=== DOCUMENT EXCERPT ===
Inferring the Effects of Protein Variants on Protein-Protein Interactions with Interpretable Transformer Representations

Zhe Liu; Wei Qian; Wenxiang Cai; Weichen Song; Weidi Wang; Dhruba Tara Maharjan; Wenhong Cheng; Jue Chen; Han Wang; Dong Xu; Guan Ning Lin

doi:10.34133/research.0219

Inferring the Effects of Protein Variants on Protein-Protein Interactions with Interpretable Transformer Representations

Research (Wash D C). 2023 Sep 11:6:0219. doi: 10.34133/research.0219. eCollection 2023.

Authors

Zhe Liu¹, Wei Qian¹, Wenxiang Cai¹, Weichen Song¹, Weidi Wang^{1

2}, Dhruba Tara Maharjan¹, Wenhong Cheng¹, Jue Chen¹, Han Wang³, Dong Xu^{4

5}, Guan Ning Lin^{1

2}

Affiliations

¹ Shanghai Mental Health Center, Shanghai Jiao Tong University School of Medicine, School of Biomedical Engineering, Shanghai Jiao Tong University, Shanghai, China.
² Shanghai Key Laboratory of Psychotic Disorders, Shanghai, China.
³ School of Information Science and Technology, Institute of Computational Biology, Northeast Normal University, Changchun, China.
⁴ Department of Electrical Engineering and Computer Science, University of Missouri, Columbia, MO 65211, USA.
⁵ Christopher S. Bond Life Sciences Center, University of Missouri, Columbia, MO 65211, USA.
===
Reproduce the article header word for word, beginning at "³ School of" and continuing through "Science, University of Missouri, Columbia, MO 65211, USA.".
=== DATASET RECORDS ===
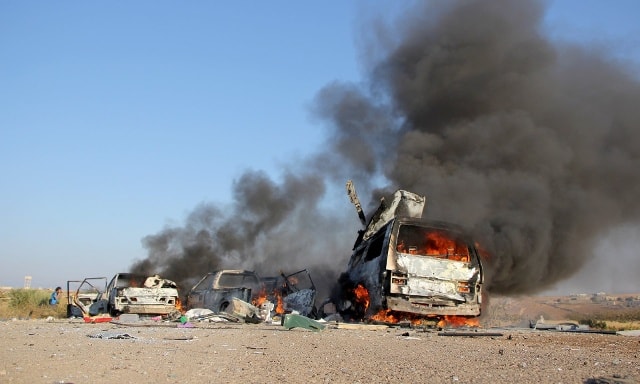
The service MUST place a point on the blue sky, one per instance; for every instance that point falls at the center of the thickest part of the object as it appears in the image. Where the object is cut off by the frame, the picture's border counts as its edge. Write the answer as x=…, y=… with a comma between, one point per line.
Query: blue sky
x=118, y=118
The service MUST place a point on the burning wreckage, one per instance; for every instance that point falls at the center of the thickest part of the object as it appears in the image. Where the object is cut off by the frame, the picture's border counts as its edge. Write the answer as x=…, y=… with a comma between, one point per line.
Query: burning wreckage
x=126, y=293
x=407, y=268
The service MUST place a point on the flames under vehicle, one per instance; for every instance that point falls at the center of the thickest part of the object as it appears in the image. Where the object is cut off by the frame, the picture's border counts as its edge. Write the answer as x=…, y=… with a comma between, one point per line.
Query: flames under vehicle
x=404, y=267
x=125, y=293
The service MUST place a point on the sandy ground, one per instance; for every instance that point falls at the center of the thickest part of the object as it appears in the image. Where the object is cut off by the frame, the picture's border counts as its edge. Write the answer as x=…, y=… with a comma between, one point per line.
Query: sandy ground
x=36, y=351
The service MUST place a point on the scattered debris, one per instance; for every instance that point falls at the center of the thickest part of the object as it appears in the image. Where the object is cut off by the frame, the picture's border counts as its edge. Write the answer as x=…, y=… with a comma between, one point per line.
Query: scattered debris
x=406, y=268
x=291, y=320
x=360, y=326
x=469, y=334
x=558, y=325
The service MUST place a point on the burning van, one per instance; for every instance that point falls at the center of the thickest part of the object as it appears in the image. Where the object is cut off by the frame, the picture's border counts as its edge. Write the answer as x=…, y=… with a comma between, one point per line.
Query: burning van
x=404, y=267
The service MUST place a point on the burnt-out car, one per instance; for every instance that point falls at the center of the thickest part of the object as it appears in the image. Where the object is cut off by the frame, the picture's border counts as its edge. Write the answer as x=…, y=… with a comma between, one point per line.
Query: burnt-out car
x=88, y=298
x=295, y=292
x=406, y=267
x=216, y=290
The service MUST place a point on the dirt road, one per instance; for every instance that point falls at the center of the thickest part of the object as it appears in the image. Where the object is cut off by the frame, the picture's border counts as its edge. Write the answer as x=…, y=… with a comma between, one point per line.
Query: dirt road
x=36, y=351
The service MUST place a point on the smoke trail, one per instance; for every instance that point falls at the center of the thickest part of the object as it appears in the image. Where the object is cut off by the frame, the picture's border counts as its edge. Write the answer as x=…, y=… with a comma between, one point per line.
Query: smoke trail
x=531, y=144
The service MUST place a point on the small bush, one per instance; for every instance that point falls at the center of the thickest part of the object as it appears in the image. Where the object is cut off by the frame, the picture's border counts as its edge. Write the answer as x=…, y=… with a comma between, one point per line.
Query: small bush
x=30, y=303
x=594, y=324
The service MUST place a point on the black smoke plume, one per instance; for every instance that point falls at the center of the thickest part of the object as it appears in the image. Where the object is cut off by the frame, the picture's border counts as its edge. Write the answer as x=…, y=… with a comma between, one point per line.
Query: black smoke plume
x=533, y=145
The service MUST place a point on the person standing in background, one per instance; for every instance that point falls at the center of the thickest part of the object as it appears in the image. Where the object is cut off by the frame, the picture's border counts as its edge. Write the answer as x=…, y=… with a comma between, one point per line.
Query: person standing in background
x=55, y=296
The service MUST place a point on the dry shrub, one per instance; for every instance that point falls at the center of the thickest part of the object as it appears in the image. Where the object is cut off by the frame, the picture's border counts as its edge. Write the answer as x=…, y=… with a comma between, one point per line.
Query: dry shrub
x=30, y=303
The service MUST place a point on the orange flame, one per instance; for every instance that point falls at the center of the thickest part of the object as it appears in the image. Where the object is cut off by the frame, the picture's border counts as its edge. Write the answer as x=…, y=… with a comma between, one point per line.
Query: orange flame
x=260, y=298
x=179, y=305
x=362, y=296
x=459, y=321
x=279, y=305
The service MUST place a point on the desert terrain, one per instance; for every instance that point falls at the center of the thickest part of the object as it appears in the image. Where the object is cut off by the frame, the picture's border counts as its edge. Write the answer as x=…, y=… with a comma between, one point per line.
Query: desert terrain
x=503, y=349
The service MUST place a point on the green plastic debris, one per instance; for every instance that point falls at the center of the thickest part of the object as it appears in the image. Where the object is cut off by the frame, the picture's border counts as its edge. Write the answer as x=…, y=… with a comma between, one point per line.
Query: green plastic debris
x=290, y=321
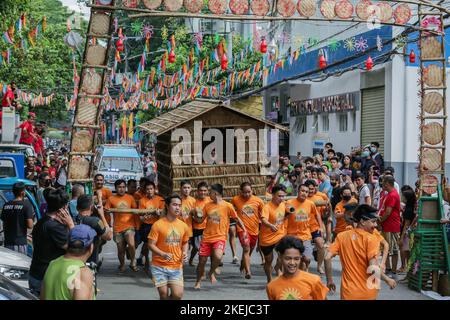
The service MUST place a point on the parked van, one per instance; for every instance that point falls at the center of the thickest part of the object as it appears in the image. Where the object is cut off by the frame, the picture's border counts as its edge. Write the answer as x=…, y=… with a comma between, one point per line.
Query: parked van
x=118, y=162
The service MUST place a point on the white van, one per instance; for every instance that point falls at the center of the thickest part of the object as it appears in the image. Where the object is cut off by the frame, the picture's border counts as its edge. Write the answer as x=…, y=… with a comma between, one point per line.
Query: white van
x=118, y=161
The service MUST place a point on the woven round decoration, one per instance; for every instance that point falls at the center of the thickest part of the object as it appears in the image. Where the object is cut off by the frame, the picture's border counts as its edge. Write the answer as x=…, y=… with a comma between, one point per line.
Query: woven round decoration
x=260, y=7
x=431, y=48
x=431, y=160
x=173, y=5
x=430, y=180
x=86, y=113
x=327, y=8
x=79, y=168
x=130, y=3
x=217, y=6
x=344, y=9
x=152, y=4
x=433, y=102
x=433, y=75
x=92, y=82
x=239, y=6
x=306, y=8
x=82, y=141
x=433, y=133
x=100, y=24
x=386, y=12
x=362, y=9
x=402, y=13
x=96, y=55
x=193, y=6
x=286, y=8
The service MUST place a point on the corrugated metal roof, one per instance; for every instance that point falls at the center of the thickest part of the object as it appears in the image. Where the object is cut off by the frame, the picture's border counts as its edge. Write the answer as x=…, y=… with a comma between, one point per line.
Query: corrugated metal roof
x=190, y=111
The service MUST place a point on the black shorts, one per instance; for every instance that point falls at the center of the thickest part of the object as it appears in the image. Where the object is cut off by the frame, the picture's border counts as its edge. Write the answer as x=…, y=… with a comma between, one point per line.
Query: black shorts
x=142, y=234
x=267, y=250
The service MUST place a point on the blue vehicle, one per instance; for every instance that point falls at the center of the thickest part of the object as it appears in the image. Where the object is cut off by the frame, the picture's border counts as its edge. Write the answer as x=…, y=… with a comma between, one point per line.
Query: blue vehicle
x=6, y=195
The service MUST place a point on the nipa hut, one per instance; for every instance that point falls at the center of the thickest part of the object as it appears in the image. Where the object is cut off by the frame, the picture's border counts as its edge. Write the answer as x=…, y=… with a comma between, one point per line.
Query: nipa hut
x=210, y=114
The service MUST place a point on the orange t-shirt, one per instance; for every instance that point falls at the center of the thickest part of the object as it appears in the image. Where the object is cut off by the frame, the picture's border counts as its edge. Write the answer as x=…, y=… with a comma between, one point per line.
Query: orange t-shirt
x=200, y=204
x=106, y=193
x=341, y=225
x=217, y=221
x=303, y=286
x=356, y=248
x=249, y=211
x=186, y=207
x=298, y=221
x=275, y=215
x=169, y=236
x=156, y=202
x=313, y=223
x=123, y=221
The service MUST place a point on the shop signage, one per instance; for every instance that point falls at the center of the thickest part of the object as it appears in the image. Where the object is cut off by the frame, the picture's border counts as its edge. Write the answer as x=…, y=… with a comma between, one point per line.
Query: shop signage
x=337, y=103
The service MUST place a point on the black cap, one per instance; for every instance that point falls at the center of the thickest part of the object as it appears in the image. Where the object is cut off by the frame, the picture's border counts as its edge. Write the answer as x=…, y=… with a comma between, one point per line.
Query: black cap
x=350, y=206
x=366, y=212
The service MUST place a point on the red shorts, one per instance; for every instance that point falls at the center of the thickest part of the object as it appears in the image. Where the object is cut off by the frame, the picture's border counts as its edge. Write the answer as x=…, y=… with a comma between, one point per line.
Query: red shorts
x=249, y=241
x=206, y=248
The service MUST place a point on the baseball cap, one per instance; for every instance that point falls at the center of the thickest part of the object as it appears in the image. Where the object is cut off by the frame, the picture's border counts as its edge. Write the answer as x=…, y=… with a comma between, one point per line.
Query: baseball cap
x=365, y=212
x=350, y=206
x=83, y=233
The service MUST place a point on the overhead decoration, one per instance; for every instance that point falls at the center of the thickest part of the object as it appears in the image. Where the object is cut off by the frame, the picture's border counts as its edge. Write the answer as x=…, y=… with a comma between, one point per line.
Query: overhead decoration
x=306, y=8
x=344, y=9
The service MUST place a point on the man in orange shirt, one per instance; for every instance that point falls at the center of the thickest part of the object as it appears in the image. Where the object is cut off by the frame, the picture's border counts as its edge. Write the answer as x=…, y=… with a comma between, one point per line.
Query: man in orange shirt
x=294, y=284
x=197, y=232
x=339, y=211
x=316, y=224
x=168, y=241
x=298, y=223
x=99, y=184
x=249, y=209
x=155, y=205
x=125, y=224
x=217, y=215
x=187, y=205
x=273, y=228
x=358, y=250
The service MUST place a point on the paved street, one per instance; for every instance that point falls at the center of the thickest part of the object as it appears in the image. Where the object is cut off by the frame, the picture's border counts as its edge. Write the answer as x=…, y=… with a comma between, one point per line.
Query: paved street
x=231, y=285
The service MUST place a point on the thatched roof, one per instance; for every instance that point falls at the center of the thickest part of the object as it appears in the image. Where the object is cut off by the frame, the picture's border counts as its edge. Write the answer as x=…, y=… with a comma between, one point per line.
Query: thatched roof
x=175, y=118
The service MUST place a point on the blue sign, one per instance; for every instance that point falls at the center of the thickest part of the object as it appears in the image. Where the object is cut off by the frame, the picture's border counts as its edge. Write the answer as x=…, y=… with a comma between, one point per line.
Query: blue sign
x=338, y=51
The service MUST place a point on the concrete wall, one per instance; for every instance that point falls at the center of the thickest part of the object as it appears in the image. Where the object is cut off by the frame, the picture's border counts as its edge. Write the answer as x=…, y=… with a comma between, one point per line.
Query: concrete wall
x=342, y=141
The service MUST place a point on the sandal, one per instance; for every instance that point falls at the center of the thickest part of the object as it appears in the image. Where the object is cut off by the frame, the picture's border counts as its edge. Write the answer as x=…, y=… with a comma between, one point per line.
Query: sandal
x=134, y=268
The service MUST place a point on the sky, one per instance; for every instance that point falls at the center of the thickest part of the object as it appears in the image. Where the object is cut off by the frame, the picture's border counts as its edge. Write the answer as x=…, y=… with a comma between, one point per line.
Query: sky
x=73, y=5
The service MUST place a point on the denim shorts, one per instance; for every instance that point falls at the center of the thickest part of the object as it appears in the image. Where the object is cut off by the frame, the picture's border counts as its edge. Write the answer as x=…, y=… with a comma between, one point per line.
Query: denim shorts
x=165, y=276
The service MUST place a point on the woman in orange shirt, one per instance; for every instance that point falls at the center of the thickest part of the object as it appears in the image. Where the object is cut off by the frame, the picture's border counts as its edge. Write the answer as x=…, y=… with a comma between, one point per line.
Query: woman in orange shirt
x=217, y=215
x=273, y=228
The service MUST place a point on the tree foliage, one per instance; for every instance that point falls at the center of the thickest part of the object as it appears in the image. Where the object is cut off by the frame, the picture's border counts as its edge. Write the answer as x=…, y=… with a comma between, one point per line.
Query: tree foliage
x=47, y=67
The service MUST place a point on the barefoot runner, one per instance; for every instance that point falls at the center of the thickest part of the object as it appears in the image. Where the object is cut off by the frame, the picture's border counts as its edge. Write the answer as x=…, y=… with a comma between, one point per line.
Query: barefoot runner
x=125, y=224
x=217, y=215
x=294, y=284
x=154, y=203
x=249, y=209
x=201, y=200
x=298, y=223
x=358, y=250
x=168, y=241
x=273, y=228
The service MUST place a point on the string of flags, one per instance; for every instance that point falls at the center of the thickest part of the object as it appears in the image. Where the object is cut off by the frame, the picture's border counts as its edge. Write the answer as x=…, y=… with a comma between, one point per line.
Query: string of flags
x=19, y=36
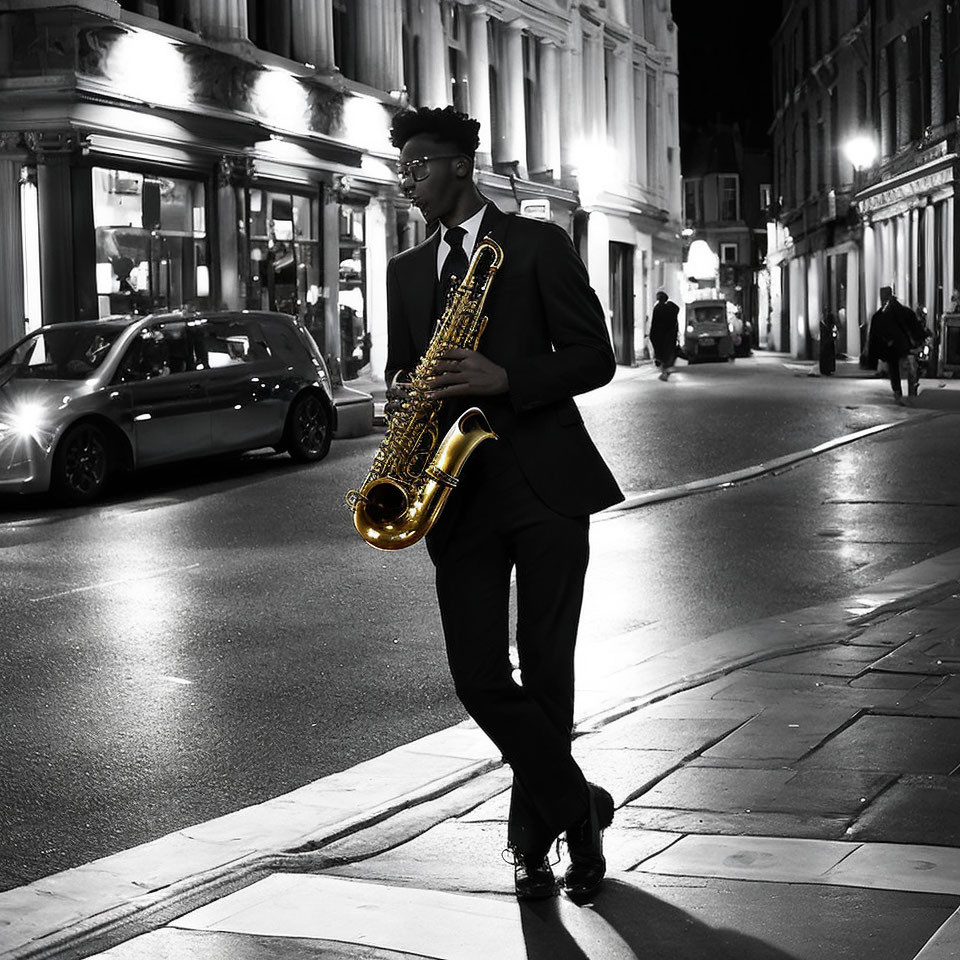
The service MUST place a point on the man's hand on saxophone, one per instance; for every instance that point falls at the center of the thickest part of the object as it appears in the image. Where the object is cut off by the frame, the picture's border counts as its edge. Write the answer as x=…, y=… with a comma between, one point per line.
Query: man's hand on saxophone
x=466, y=373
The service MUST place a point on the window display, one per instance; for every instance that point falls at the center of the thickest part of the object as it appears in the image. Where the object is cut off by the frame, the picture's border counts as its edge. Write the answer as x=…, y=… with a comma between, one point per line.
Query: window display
x=284, y=256
x=152, y=246
x=354, y=337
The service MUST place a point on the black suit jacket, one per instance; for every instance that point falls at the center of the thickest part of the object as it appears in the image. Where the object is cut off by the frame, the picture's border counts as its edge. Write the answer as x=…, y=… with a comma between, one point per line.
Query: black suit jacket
x=546, y=328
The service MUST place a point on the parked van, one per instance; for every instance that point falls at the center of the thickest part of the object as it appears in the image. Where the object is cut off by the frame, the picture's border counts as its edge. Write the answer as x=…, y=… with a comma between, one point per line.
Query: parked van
x=708, y=334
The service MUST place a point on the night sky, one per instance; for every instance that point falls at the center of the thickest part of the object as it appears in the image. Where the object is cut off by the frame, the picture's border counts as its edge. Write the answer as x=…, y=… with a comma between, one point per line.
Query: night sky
x=725, y=63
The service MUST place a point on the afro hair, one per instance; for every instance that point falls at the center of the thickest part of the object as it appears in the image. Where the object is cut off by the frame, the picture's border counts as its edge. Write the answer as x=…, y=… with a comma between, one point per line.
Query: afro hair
x=442, y=124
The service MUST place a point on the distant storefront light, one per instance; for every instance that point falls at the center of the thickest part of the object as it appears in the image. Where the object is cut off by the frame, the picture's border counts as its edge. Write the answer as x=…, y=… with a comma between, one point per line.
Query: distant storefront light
x=281, y=98
x=150, y=68
x=702, y=263
x=366, y=123
x=598, y=169
x=861, y=151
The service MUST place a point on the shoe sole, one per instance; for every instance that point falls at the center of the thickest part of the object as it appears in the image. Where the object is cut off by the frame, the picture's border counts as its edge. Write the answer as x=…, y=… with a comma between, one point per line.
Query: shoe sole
x=545, y=895
x=605, y=808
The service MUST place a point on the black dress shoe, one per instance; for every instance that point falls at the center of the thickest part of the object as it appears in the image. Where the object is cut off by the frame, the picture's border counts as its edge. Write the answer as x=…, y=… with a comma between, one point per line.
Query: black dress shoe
x=533, y=877
x=585, y=844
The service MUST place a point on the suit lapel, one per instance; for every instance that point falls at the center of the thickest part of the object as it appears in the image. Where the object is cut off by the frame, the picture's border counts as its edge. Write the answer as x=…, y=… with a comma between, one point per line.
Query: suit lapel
x=424, y=291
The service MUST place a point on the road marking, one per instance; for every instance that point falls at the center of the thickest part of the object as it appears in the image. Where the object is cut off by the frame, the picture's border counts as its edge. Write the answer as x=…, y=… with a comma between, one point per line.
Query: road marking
x=113, y=583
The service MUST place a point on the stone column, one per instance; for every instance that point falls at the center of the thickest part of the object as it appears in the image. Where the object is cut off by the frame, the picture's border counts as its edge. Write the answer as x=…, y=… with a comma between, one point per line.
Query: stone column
x=380, y=43
x=513, y=145
x=871, y=296
x=644, y=176
x=478, y=78
x=550, y=106
x=313, y=32
x=434, y=82
x=594, y=99
x=621, y=92
x=571, y=99
x=378, y=215
x=220, y=19
x=11, y=255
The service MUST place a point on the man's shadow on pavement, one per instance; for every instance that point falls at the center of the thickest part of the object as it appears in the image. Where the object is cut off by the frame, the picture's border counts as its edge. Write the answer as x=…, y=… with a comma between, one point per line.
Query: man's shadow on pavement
x=626, y=923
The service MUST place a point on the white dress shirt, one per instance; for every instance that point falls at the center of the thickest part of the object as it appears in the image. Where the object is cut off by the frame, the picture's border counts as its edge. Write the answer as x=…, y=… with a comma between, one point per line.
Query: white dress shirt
x=472, y=227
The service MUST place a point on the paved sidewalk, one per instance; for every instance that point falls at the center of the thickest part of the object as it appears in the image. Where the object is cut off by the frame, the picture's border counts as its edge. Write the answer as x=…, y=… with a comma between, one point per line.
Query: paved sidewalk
x=792, y=800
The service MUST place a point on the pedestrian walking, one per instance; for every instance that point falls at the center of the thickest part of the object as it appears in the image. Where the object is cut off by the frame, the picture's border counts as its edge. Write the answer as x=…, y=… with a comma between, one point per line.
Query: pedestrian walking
x=664, y=333
x=828, y=343
x=523, y=500
x=894, y=333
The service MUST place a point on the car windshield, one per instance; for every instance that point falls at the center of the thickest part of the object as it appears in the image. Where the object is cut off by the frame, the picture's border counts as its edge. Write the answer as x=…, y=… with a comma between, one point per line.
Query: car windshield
x=716, y=314
x=69, y=353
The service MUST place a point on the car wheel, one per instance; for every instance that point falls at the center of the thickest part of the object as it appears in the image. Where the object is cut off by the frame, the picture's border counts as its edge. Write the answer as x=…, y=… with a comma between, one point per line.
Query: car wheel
x=81, y=464
x=308, y=429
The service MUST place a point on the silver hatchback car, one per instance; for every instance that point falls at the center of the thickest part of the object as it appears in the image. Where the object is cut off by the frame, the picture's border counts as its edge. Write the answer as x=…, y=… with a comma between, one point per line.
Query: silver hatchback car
x=79, y=401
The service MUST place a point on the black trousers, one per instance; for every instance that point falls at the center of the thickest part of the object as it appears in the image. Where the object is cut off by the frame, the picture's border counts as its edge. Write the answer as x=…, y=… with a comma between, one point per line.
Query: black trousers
x=500, y=524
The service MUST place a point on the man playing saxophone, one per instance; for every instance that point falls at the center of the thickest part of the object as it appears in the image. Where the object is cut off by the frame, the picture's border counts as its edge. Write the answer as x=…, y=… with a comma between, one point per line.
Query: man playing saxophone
x=523, y=499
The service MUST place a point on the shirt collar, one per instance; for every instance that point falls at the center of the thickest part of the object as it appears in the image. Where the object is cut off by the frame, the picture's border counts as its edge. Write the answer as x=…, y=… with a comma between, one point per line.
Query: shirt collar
x=471, y=228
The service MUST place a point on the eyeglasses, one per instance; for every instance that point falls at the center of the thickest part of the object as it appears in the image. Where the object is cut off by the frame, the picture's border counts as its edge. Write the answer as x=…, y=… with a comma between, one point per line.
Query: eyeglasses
x=418, y=168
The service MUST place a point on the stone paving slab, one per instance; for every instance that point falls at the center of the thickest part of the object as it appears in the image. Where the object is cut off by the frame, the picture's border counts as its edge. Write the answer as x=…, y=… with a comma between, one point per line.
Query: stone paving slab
x=637, y=915
x=898, y=744
x=445, y=926
x=931, y=653
x=945, y=943
x=888, y=866
x=842, y=660
x=735, y=789
x=783, y=733
x=810, y=826
x=916, y=809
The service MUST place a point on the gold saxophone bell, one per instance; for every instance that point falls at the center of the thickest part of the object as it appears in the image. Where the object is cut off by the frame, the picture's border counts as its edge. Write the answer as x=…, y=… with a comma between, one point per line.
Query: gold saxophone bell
x=412, y=474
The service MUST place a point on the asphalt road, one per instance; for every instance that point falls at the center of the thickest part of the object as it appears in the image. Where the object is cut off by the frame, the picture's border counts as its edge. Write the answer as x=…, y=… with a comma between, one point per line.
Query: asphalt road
x=216, y=634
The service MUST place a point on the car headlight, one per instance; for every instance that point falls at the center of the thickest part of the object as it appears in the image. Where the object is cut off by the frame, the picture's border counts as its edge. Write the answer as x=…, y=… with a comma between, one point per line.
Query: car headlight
x=23, y=421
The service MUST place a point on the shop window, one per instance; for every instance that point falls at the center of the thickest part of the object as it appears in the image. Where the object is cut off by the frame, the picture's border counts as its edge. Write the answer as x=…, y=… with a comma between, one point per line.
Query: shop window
x=284, y=271
x=456, y=54
x=693, y=200
x=729, y=190
x=354, y=336
x=151, y=239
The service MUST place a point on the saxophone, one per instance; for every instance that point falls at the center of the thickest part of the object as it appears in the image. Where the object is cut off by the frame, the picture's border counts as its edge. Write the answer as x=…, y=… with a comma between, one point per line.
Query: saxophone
x=412, y=474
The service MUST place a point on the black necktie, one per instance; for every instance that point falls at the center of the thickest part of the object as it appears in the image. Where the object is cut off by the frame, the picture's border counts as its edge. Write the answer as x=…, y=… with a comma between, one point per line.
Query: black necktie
x=456, y=263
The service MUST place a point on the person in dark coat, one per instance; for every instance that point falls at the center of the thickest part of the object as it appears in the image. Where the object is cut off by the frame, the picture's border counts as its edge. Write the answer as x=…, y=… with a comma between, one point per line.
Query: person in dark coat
x=524, y=499
x=894, y=331
x=664, y=330
x=828, y=343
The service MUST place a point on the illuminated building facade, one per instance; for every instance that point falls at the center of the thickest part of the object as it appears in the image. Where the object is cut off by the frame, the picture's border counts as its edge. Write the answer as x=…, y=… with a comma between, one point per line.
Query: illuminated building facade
x=865, y=164
x=727, y=190
x=158, y=153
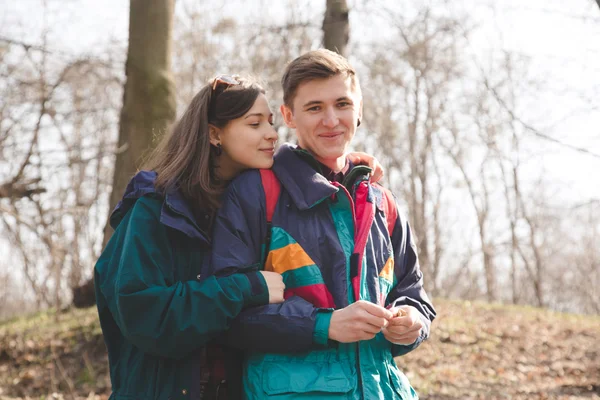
===
TASK RESULT:
³ School of Information Science and Technology, Institute of Computational Biology, Northeast Normal University, Changchun, China.
⁴ Department of Electrical Engineering and Computer Science, University of Missouri, Columbia, MO 65211, USA.